═════ Texte fourni

Des locataires d'une résidence construite il y a tout juste 10 ans à Rouen (Seine-Maritime) subissent depuis plusieurs mois des moisissures dans leur logement. En cause : la VMC, en panne, n'a pas été complètement remplacée par le bailleur social.
Début janvier, Abdelghani Abed a repeint toutes les surfaces touchées par les moisissures dans son logement pour tenter de les masquer. Mais en vain.
En seulement quelques semaines, celles-ci sont revenues, faute d'aération suffisante. "On a enlevé toutes les étagères de peur que ça tombe, confie le locataire, dépité. On a des enfants, on ne peut pas vivre dans un logement insalubre."
Les gamins sont malades sans arrêt, c'est des bronchites, des angines... Et on ouvre. La chambre de la petite est ouverte !
Abdelghani Abed, locataire d'un logement socialà France 3 Normandie
L'humidité et le chauffage pointés du doigt
Dans cet immeuble construit en 2014, les locataires payent en moyenne 300 euros de charges mensuelles. Or, voilà plus de 4 mois que la VMC du bâtiment ne fonctionne plus. L'humidité suinte sur tous les murs et nombre de résidents se plaignent de problèmes récurrents.
Abdul Alshawaf peine à atteindre les 18 degrés dans son logement... Alors même que les températures extérieures sont plutôt clémentes : "On a acheté des chauffages électriques en plus pour chauffer les chambres, parce que les enfants ont très froid."
Le bailleur social, 3F Normanvie, précise qu'un caisson de VMC a été réparé le 17 janvier 2024. Le second, en attente de pièce, devrait être changé la semaine prochaine. 3F ajoute également prendre en charge l'embellissement et le nettoyage des appartements, mais affirme qu'aucune plainte concernant le chauffage n'a été remontée.
Trois questions à Karim Belhaj, directeur général de l'ADIL 76
Quid de la hausse des signalements de logements insalubres ? Comment expliquer ce phénomène ? Directeur général de l'ADIL 76 (Association départementale d'information sur le logement, une structure qui accompagne et informe les locataires sur leurs droits), Karim Belhaj était l'invité d'ICI 19/20 ce jeudi 8 février.

══════════

### [Consigne 1]
Les affirmations suivantes concordent-elles avec l'article sur les moisissures à Rouen ? Répondez par oui ou par non et citez les mots du texte qui tranchent : (a) l'immeuble a été construit en 2014 ; (b) les deux caissons de VMC ont été réparés le 17 janvier 2024 ; (c) le bailleur social déclare avoir reçu des plaintes au sujet du chauffage.
### [Consigne 2]
Reprenez à l'identique le passage de l'article sur les moisissures à Rouen qui commence par « Les gamins sont » et se poursuit jusqu'à « de problèmes récurrents. ».

═════ Données enregistrées

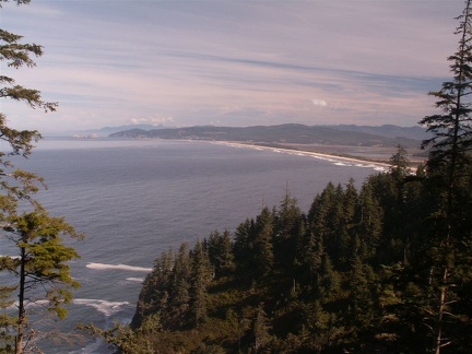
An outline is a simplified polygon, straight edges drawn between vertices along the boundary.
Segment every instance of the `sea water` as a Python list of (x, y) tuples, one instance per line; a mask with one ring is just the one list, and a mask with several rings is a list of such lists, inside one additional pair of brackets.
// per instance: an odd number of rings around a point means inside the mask
[[(308, 212), (329, 181), (344, 185), (353, 178), (361, 186), (378, 169), (278, 149), (113, 139), (46, 139), (28, 160), (15, 162), (45, 177), (48, 189), (36, 198), (49, 213), (86, 234), (83, 241), (68, 241), (81, 255), (71, 268), (82, 286), (58, 324), (63, 331), (79, 323), (104, 329), (128, 323), (153, 261), (170, 247), (192, 245), (214, 229), (232, 232), (262, 205), (279, 205), (287, 191)], [(87, 337), (72, 346), (43, 347), (113, 352)]]

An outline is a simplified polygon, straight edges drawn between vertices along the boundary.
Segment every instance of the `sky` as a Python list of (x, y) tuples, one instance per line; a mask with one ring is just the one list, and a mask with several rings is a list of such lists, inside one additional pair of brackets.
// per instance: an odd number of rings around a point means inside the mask
[(32, 0), (3, 4), (0, 27), (44, 46), (8, 74), (45, 114), (2, 101), (16, 129), (132, 123), (398, 125), (434, 114), (430, 91), (463, 0)]

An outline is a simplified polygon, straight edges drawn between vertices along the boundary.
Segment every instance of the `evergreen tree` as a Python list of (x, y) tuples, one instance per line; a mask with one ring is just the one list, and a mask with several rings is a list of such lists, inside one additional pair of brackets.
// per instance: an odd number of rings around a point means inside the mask
[(190, 307), (196, 326), (206, 320), (208, 310), (208, 286), (212, 280), (212, 269), (203, 244), (198, 240), (191, 252), (191, 292)]
[[(46, 299), (48, 311), (60, 319), (66, 317), (63, 305), (72, 299), (70, 288), (79, 286), (71, 278), (67, 262), (79, 258), (79, 255), (73, 248), (62, 245), (61, 235), (74, 238), (82, 236), (63, 219), (51, 217), (45, 211), (12, 216), (2, 228), (5, 237), (20, 251), (14, 258), (2, 257), (2, 263), (8, 262), (7, 269), (19, 278), (19, 285), (14, 288), (19, 296), (15, 351), (22, 353), (34, 332), (30, 329), (26, 310), (28, 304)], [(38, 290), (43, 290), (45, 294)]]
[[(429, 288), (432, 304), (429, 321), (432, 352), (444, 347), (455, 350), (453, 333), (465, 329), (468, 316), (463, 314), (464, 299), (457, 290), (470, 282), (472, 274), (470, 243), (472, 235), (472, 209), (470, 201), (472, 175), (472, 13), (471, 2), (465, 1), (458, 17), (456, 34), (460, 36), (458, 50), (448, 58), (453, 80), (442, 83), (441, 90), (432, 92), (436, 107), (442, 114), (427, 116), (421, 125), (434, 135), (423, 142), (430, 148), (426, 164), (427, 188), (434, 190), (435, 210), (428, 217)], [(427, 260), (425, 260), (427, 262)], [(462, 306), (459, 304), (462, 303)], [(462, 309), (461, 309), (462, 308)], [(457, 347), (456, 347), (457, 350)]]

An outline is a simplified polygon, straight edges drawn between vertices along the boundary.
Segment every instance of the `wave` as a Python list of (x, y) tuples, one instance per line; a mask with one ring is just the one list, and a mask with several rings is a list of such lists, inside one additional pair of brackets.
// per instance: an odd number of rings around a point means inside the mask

══════════

### [Résultat final 1]
(a) Oui : « Dans cet immeuble construit en 2014 ».
(b) Non : « Le second, en attente de pièce, devrait être changé la semaine prochaine. »
(c) Non : « affirme qu'aucune plainte concernant le chauffage n'a été remontée ».

### [Résultat final 2]
Les gamins sont malades sans arrêt, c'est des bronchites, des angines... Et on ouvre. La chambre de la petite est ouverte !
Abdelghani Abed, locataire d'un logement socialà France 3 Normandie
L'humidité et le chauffage pointés du doigt
Dans cet immeuble construit en 2014, les locataires payent en moyenne 300 euros de charges mensuelles. Or, voilà plus de 4 mois que la VMC du bâtiment ne fonctionne plus. L'humidité suinte sur tous les murs et nombre de résidents se plaignent de problèmes récurrents.